What you are asked to do -> According to the article on clean air in Brent, how many residents attended the first public meeting?

Tackling pollution top of the agenda for new Brent organisation
PUBLISHED: 10:58 12 July 2017 | UPDATED: 10:58 12 July 2017
A new organisation committed to addressing the dangers of air pollution in Brent has held its first public meeting.
Clean Air for Brent (CAfB), a new voluntary body, joined forces with Brent Council last Thursday to hold “The Air We Breathe: how pollution is affecting us and what we can do about it” at the Brent Civic Centre, in Engineers Way, Wembley Park.
Cllr Muhammed Butt, leader of Brent Council, opened the event, attended by more than 80 residents, saying the council was committed to improving air quality in the borough.
Speakers included Simon Birkett, former banker and now director of Clean Air in London, Elliot Treharne, air quality manager at the Greater London Assembly, Cllr Eleanor Southwood, the council’s lead member for the environment, and Jennifer Barrett, part of the regeneration and environment services team.
According to the Royal College of Physicians (RCP), air pollution causes nearly 9,500 premature deaths in London every year.
Topics covered at the two-hour meeting included the high levels of nitrogen dioxide (NO2) on Brent’s roads, caused by traffic.
NO2, they said, is a dangerous pollutant, which causes asthma, lung cancer, and cognitive problems for children, as well as restricted lung development.
Road transport produces 50 per cent of the total emissions of nitrogen oxides (NOx) in the UK every year of which 90 pc is created by diesel vehicles, they said.

Data records

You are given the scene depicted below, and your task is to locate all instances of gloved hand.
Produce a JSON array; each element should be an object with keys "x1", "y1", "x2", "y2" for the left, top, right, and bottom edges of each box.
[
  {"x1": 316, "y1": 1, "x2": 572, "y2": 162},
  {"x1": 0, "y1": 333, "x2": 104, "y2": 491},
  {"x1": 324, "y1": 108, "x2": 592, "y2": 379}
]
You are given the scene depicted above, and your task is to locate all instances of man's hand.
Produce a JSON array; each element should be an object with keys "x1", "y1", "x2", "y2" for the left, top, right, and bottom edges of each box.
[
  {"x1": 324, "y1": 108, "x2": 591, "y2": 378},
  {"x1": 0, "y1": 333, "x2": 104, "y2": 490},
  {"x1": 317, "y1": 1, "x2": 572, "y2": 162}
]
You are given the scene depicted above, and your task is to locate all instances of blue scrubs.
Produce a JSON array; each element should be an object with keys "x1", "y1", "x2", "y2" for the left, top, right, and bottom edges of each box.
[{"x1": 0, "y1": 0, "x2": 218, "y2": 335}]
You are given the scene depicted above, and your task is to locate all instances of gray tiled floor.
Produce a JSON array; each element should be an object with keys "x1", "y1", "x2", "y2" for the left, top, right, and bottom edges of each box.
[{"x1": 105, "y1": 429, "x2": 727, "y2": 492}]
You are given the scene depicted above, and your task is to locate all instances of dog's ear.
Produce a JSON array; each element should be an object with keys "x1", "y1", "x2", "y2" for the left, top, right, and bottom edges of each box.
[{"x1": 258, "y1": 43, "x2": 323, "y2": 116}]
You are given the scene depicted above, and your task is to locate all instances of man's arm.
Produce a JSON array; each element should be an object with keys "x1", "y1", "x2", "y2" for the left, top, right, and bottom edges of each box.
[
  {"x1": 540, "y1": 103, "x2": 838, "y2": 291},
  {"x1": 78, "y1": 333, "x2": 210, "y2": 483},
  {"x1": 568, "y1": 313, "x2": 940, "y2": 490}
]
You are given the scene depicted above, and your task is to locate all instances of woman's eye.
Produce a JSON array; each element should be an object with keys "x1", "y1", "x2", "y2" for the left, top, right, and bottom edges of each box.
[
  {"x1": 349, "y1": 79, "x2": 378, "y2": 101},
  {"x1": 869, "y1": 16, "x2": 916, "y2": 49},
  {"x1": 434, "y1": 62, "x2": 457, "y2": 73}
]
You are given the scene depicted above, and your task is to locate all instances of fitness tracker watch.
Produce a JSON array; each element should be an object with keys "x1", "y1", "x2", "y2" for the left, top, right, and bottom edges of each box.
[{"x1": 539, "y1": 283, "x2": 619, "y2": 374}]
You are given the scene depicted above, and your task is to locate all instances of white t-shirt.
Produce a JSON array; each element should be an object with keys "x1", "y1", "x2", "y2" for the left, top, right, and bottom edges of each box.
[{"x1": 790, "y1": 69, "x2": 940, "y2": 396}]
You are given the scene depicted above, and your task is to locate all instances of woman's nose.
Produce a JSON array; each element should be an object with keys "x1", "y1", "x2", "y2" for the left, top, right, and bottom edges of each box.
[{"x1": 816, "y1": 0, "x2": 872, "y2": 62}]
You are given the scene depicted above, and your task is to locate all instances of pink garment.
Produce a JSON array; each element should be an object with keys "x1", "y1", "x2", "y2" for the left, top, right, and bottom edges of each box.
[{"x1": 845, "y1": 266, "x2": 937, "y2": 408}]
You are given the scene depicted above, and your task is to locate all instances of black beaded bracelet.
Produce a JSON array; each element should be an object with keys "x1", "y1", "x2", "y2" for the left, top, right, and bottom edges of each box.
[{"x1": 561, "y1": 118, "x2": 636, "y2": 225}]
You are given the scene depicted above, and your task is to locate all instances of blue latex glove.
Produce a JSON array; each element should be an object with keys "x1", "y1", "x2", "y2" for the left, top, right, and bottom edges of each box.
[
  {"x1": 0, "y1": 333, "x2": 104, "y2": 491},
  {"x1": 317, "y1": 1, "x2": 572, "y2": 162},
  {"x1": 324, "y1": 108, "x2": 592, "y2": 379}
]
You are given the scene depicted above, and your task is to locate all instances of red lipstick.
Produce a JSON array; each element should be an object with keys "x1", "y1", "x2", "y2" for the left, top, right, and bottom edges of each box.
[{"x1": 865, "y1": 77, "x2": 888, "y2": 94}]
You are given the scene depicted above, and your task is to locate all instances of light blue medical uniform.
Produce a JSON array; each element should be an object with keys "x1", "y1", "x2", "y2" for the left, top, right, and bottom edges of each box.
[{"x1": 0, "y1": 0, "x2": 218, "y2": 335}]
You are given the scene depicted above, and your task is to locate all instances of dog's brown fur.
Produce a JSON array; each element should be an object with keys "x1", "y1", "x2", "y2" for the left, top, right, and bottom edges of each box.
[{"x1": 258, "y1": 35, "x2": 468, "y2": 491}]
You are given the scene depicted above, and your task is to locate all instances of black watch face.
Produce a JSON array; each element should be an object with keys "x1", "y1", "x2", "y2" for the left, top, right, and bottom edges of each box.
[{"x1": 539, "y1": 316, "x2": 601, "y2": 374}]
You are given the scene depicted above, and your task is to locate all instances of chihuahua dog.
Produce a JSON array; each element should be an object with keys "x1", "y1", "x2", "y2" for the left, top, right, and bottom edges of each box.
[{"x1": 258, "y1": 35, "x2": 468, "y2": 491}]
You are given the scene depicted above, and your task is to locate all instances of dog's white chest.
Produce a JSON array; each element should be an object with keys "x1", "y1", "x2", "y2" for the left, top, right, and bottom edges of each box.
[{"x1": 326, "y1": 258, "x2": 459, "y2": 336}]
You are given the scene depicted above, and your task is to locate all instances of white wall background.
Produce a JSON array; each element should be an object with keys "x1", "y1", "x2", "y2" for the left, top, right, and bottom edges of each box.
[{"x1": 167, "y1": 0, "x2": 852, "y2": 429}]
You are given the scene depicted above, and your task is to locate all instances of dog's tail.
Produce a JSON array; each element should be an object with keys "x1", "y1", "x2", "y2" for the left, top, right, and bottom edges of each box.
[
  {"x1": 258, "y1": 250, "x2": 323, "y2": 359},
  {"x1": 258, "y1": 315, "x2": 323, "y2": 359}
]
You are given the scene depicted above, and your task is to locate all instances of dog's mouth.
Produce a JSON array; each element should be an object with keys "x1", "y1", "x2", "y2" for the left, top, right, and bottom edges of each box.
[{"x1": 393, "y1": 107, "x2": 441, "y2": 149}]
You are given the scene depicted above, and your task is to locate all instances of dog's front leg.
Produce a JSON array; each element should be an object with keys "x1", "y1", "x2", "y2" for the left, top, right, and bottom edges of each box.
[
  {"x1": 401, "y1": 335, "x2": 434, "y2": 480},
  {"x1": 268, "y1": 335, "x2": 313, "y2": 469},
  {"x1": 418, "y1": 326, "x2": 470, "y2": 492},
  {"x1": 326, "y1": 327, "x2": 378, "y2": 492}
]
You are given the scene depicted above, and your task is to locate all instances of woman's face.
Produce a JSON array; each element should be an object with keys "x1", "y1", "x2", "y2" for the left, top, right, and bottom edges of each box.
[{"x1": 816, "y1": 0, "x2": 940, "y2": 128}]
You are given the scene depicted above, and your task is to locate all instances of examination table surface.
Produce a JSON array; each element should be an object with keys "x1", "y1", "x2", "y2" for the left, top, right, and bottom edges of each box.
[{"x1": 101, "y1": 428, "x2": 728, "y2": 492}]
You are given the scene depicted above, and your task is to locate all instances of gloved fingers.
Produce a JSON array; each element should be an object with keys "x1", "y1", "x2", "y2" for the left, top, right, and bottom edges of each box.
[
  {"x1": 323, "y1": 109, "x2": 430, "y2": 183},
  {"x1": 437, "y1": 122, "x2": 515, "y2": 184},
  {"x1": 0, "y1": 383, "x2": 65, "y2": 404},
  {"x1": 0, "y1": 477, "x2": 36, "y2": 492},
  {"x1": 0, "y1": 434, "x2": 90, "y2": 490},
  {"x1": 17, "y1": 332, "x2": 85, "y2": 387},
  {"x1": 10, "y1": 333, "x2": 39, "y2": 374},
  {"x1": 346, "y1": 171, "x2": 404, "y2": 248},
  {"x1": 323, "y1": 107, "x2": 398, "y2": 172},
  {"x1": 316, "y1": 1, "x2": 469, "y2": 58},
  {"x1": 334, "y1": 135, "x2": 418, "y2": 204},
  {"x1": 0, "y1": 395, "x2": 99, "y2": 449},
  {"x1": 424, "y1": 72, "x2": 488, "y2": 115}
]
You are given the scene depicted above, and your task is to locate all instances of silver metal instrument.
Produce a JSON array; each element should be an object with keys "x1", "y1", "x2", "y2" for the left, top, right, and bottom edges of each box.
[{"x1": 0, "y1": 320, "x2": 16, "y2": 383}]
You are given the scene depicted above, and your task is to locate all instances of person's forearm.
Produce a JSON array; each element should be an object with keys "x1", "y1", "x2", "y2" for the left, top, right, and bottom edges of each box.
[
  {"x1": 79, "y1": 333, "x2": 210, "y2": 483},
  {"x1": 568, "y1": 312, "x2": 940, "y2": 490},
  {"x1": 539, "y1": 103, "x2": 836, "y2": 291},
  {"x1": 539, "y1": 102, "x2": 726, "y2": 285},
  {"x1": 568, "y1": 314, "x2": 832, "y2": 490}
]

Result below -> More than 80 residents attended.